Your goal
Reproduce word for word the passage in the IDE disk hot-swap excerpt below that opens with the words containing "BACKGROUND OF THE" and closes with "through a CompactPCI.".

A networking computer having a RAID system with a hot-swap function for an IDE disk. A bridge board having a disk connector to which the IDE disk is connected connects the IDE disk to a backplane board of the computer through a CompactPCI connector. The CompactPCI connector is adapted with pins of stepped lengths. A disk power controller determines presence and absence of the IDE disk by sensing whether the pins of the CompactPCI connector come in contact with a CompactPCI connector receiver of the back plane board and controls electric power to the IDE disk according to the determination.

Description

CROSS REFERENCE TO RELATED APPLICATIONS

[0001] This application claims the benefit of Korean Application No. 2002-16770 filed Mar. 27, 2002, in the Korean Patent Office, the disclosure of which is incorporated herein by reference.

BACKGROUND OF THE INVENTION

[0002] 1. Field of the Invention

[0003] The present invention relates to a networking computer, and more particularly to a networking computer and a method of controlling power for an IDE (integrated drive electronics) disk for the networking computer, in which a hot-swap function is applied to a RAID (redundant array of independent disks) system for the IDE disks through a CompactPCI.

[0004] 2. Description of the Related Art

[0005] As one type of a networking computer, a server computer generally needs a large memory for storing a large amount of data, and a high processing speed for processing the data promptly, and therefore employs a RAID system having a plurality of disks which are connected in parallel and used as one memory. To connect the plurality of disks in parallel, as shown in FIGS. 6 and 7, a backplane board 45 of the server computer comprises a plurality of disk connector receivers 41, a power controller 47 which controls power supplied to each IDE disk 50 by using an EPLD (enhanced programmable logic device), and a data input port (not shown) through which each IDE disk 50 is accessed. Each IDE disk 50 is connected to a respective one of the disk connector receivers 41 of the backplane board 45 through a bridge board 43 formed with a 50-pin IDE connector 55 in which a power port and a data input/output port are incorporated. A connector 51 of the IDE disk 50 is connected to a connector receiver 53 of the bridge board 43.

Supplied information

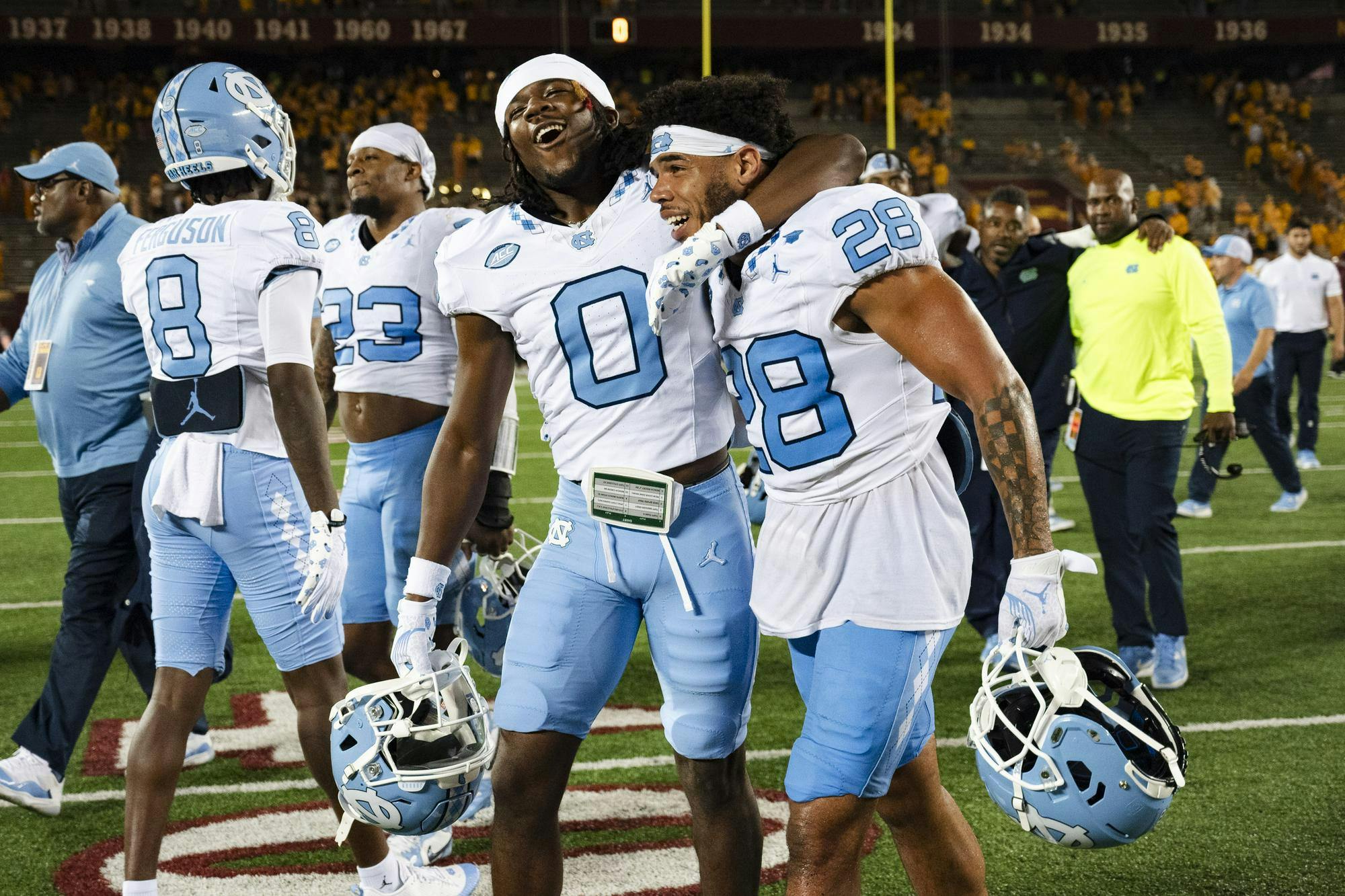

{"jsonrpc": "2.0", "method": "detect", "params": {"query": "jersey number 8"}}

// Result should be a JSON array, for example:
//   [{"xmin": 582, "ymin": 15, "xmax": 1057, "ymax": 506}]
[{"xmin": 145, "ymin": 255, "xmax": 210, "ymax": 379}]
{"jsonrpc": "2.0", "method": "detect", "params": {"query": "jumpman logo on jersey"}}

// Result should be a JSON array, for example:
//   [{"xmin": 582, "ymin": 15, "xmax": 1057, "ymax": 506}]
[{"xmin": 178, "ymin": 376, "xmax": 215, "ymax": 426}]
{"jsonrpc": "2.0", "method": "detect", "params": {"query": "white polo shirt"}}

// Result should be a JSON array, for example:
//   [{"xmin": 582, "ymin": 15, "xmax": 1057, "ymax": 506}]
[{"xmin": 1258, "ymin": 251, "xmax": 1341, "ymax": 332}]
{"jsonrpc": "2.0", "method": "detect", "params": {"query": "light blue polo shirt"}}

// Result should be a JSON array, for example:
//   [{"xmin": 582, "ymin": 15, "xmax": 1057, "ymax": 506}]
[
  {"xmin": 0, "ymin": 203, "xmax": 149, "ymax": 478},
  {"xmin": 1219, "ymin": 272, "xmax": 1275, "ymax": 376}
]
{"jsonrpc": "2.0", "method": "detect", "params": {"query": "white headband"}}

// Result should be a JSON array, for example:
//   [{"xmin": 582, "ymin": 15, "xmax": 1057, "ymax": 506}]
[
  {"xmin": 350, "ymin": 121, "xmax": 434, "ymax": 196},
  {"xmin": 495, "ymin": 52, "xmax": 616, "ymax": 136},
  {"xmin": 650, "ymin": 125, "xmax": 775, "ymax": 163},
  {"xmin": 859, "ymin": 152, "xmax": 902, "ymax": 183}
]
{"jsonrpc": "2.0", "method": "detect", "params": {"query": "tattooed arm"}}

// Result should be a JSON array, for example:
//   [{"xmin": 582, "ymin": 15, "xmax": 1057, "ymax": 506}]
[{"xmin": 835, "ymin": 266, "xmax": 1053, "ymax": 557}]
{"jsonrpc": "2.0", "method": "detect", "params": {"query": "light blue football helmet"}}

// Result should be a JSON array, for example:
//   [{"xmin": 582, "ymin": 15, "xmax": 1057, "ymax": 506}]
[
  {"xmin": 738, "ymin": 448, "xmax": 765, "ymax": 526},
  {"xmin": 967, "ymin": 638, "xmax": 1186, "ymax": 849},
  {"xmin": 153, "ymin": 62, "xmax": 295, "ymax": 199},
  {"xmin": 330, "ymin": 638, "xmax": 495, "ymax": 842},
  {"xmin": 455, "ymin": 529, "xmax": 542, "ymax": 678}
]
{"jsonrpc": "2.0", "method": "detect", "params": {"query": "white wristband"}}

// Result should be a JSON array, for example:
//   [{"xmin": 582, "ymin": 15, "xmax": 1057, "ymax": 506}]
[
  {"xmin": 712, "ymin": 199, "xmax": 765, "ymax": 250},
  {"xmin": 406, "ymin": 557, "xmax": 453, "ymax": 602}
]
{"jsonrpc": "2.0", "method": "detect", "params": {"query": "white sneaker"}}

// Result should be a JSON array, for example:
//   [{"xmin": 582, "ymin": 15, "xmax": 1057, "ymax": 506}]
[
  {"xmin": 387, "ymin": 825, "xmax": 453, "ymax": 866},
  {"xmin": 0, "ymin": 747, "xmax": 65, "ymax": 815},
  {"xmin": 350, "ymin": 860, "xmax": 482, "ymax": 896},
  {"xmin": 182, "ymin": 731, "xmax": 215, "ymax": 768}
]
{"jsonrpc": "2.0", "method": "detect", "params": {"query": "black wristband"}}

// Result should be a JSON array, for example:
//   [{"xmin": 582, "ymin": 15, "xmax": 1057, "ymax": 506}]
[{"xmin": 476, "ymin": 470, "xmax": 514, "ymax": 529}]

Reply to the task
BACKGROUND OF THE INVENTION

[0002] 1. Field of the Invention

[0003] The present invention relates to a networking computer, and more particularly to a networking computer and a method of controlling power for an IDE (integrated drive electronics) disk for the networking computer, in which a hot-swap function is applied to a RAID (redundant array of independent disks) system for the IDE disks through a CompactPCI.